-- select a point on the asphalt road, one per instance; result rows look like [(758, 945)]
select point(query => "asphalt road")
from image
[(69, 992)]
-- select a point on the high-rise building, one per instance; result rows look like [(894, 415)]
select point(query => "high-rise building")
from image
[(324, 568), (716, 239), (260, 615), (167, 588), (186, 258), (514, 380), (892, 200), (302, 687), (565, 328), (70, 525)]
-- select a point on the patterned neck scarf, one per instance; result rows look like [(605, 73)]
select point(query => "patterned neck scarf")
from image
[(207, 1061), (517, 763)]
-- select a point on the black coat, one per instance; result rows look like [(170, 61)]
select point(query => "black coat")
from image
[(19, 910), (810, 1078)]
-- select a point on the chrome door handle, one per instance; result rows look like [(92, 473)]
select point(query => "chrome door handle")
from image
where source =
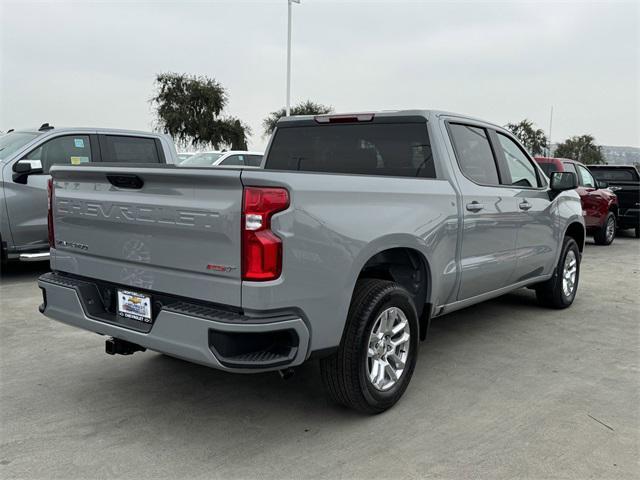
[(475, 206)]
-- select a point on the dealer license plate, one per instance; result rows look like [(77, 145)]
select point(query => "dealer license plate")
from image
[(136, 306)]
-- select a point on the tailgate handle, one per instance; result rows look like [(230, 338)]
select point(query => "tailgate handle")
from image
[(126, 181)]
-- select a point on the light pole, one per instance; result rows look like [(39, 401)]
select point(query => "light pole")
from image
[(288, 107)]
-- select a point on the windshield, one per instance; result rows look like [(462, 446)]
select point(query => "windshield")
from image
[(12, 142), (205, 159)]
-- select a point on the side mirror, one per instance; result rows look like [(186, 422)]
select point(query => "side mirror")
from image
[(23, 168), (561, 181)]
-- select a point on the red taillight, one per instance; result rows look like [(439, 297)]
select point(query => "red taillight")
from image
[(50, 199), (261, 248)]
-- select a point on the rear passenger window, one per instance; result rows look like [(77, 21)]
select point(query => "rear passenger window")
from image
[(391, 149), (585, 180), (126, 149), (568, 167), (253, 160), (474, 153), (521, 169), (233, 161)]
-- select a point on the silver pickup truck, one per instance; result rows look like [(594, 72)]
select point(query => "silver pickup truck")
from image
[(358, 230), (25, 159)]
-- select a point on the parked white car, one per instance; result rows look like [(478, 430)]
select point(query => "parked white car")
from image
[(232, 158)]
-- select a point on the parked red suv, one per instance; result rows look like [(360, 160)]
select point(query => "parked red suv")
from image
[(599, 205)]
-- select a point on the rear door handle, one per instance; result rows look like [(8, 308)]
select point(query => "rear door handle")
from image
[(475, 206)]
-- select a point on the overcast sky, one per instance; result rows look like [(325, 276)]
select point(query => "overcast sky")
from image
[(93, 63)]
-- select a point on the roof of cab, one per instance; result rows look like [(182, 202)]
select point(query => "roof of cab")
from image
[(389, 113), (86, 130)]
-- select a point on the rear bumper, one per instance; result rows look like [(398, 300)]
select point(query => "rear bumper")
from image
[(221, 339)]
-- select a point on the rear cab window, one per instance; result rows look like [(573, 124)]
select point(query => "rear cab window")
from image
[(396, 148), (62, 150), (615, 174), (130, 149)]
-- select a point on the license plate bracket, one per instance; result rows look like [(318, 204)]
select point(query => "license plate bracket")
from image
[(134, 305)]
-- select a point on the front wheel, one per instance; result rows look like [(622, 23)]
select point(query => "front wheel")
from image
[(560, 290), (606, 234), (377, 355)]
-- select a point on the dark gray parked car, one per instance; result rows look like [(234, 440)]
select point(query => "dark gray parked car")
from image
[(358, 231), (25, 159)]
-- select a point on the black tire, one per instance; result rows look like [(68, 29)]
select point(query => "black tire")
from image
[(606, 234), (344, 373), (551, 293)]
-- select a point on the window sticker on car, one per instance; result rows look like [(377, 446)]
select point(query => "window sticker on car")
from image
[(79, 160)]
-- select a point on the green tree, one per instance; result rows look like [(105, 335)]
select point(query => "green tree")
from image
[(582, 148), (303, 108), (534, 139), (190, 109)]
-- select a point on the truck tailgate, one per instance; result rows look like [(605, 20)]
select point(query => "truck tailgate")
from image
[(165, 229)]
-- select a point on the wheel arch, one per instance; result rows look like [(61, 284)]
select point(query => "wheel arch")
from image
[(576, 231), (409, 268)]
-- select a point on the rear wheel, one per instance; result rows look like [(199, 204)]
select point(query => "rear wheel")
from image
[(560, 290), (606, 234), (376, 357)]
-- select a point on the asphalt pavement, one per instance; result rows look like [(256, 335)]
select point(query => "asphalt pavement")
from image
[(504, 389)]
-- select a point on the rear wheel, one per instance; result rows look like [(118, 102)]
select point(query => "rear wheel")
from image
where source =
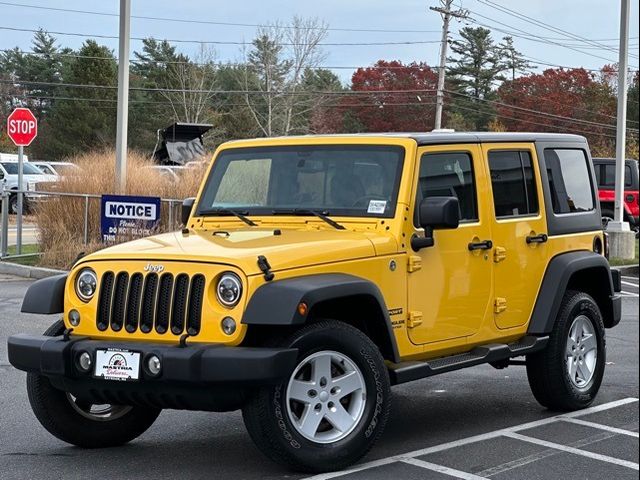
[(568, 373), (80, 422), (332, 408)]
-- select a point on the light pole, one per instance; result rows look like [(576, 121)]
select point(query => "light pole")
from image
[(123, 96)]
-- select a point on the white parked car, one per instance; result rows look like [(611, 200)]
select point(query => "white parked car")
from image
[(58, 169), (32, 175)]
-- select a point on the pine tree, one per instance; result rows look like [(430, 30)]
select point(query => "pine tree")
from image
[(476, 69), (513, 60), (89, 120)]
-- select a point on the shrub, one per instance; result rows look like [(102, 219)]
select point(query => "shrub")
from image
[(60, 219)]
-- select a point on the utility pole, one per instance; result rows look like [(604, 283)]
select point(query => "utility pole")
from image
[(446, 13), (621, 239), (618, 223), (123, 96)]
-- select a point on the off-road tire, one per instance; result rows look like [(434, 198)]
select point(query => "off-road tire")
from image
[(54, 411), (270, 427), (547, 370)]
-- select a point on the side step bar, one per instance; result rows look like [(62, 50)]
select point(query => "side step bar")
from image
[(409, 371)]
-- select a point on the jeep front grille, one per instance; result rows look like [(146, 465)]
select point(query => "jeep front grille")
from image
[(147, 302)]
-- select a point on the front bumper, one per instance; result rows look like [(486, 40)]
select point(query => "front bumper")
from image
[(195, 377)]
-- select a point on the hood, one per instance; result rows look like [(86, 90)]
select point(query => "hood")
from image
[(283, 248)]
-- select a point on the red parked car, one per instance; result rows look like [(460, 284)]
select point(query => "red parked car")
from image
[(606, 174)]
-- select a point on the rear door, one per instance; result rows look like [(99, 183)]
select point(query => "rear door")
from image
[(519, 231)]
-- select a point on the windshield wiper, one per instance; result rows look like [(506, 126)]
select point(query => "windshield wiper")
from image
[(229, 211), (304, 211)]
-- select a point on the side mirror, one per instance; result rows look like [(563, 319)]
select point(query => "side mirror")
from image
[(187, 207), (435, 213)]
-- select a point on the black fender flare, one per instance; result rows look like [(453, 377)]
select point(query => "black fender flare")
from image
[(45, 296), (559, 273), (276, 303)]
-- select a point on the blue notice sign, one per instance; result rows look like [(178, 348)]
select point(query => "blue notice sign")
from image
[(124, 217)]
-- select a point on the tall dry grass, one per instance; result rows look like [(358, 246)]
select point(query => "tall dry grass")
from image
[(60, 220)]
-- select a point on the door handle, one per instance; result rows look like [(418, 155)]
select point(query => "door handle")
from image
[(542, 238), (484, 245)]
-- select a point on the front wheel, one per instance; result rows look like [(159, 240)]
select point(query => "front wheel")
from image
[(80, 422), (567, 374), (332, 408)]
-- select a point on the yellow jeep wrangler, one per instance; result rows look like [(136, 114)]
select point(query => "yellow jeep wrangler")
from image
[(314, 273)]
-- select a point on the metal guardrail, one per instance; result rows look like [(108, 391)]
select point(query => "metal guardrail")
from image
[(86, 197)]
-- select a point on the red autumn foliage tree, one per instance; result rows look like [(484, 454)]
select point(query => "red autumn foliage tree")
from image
[(587, 101), (388, 107)]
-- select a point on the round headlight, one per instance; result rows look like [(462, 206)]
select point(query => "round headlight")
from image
[(86, 284), (229, 289)]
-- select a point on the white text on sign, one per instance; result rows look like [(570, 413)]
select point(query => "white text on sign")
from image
[(21, 126)]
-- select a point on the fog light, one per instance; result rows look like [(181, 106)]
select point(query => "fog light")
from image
[(74, 318), (228, 325), (84, 361), (154, 365)]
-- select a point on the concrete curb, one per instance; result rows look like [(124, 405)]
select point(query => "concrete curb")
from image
[(26, 271), (628, 269)]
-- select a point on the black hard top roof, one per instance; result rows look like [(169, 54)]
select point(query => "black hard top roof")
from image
[(441, 137), (431, 138)]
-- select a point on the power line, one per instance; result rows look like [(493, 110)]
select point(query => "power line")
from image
[(224, 92), (225, 64), (228, 42), (537, 112), (380, 104), (209, 22), (528, 36), (544, 25), (152, 102), (547, 126)]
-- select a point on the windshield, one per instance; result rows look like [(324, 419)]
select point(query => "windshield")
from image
[(27, 169), (337, 180)]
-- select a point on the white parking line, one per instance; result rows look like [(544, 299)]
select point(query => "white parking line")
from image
[(599, 426), (575, 451), (474, 439), (442, 469)]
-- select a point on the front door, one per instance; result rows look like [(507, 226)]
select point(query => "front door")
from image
[(450, 283), (519, 231)]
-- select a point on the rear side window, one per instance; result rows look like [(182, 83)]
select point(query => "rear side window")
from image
[(513, 183), (569, 180), (450, 175)]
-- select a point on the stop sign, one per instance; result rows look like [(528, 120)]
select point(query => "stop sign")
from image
[(22, 127)]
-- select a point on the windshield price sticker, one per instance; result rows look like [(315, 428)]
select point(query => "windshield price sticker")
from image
[(377, 206), (124, 217)]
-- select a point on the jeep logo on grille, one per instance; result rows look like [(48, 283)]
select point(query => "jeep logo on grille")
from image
[(153, 268)]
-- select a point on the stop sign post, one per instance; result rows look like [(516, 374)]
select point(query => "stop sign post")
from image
[(22, 129)]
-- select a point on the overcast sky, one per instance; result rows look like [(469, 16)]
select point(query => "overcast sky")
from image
[(592, 19)]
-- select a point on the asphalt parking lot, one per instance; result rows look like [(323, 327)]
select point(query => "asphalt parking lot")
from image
[(475, 423)]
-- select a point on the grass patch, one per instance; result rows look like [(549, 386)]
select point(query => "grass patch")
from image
[(26, 249), (617, 262)]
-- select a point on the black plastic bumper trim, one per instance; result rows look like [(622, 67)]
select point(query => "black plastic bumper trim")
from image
[(196, 364)]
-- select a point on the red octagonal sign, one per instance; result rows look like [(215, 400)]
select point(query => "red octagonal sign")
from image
[(22, 127)]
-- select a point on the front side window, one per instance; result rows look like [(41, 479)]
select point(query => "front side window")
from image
[(450, 175), (513, 183), (344, 180), (569, 180)]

** About this task **
The answer must be every line of the entries that includes the word "notice".

** Task solution **
-- select a point on the blue notice sign, one per instance; result rows look like [(178, 348)]
select point(query => "blue notice sign")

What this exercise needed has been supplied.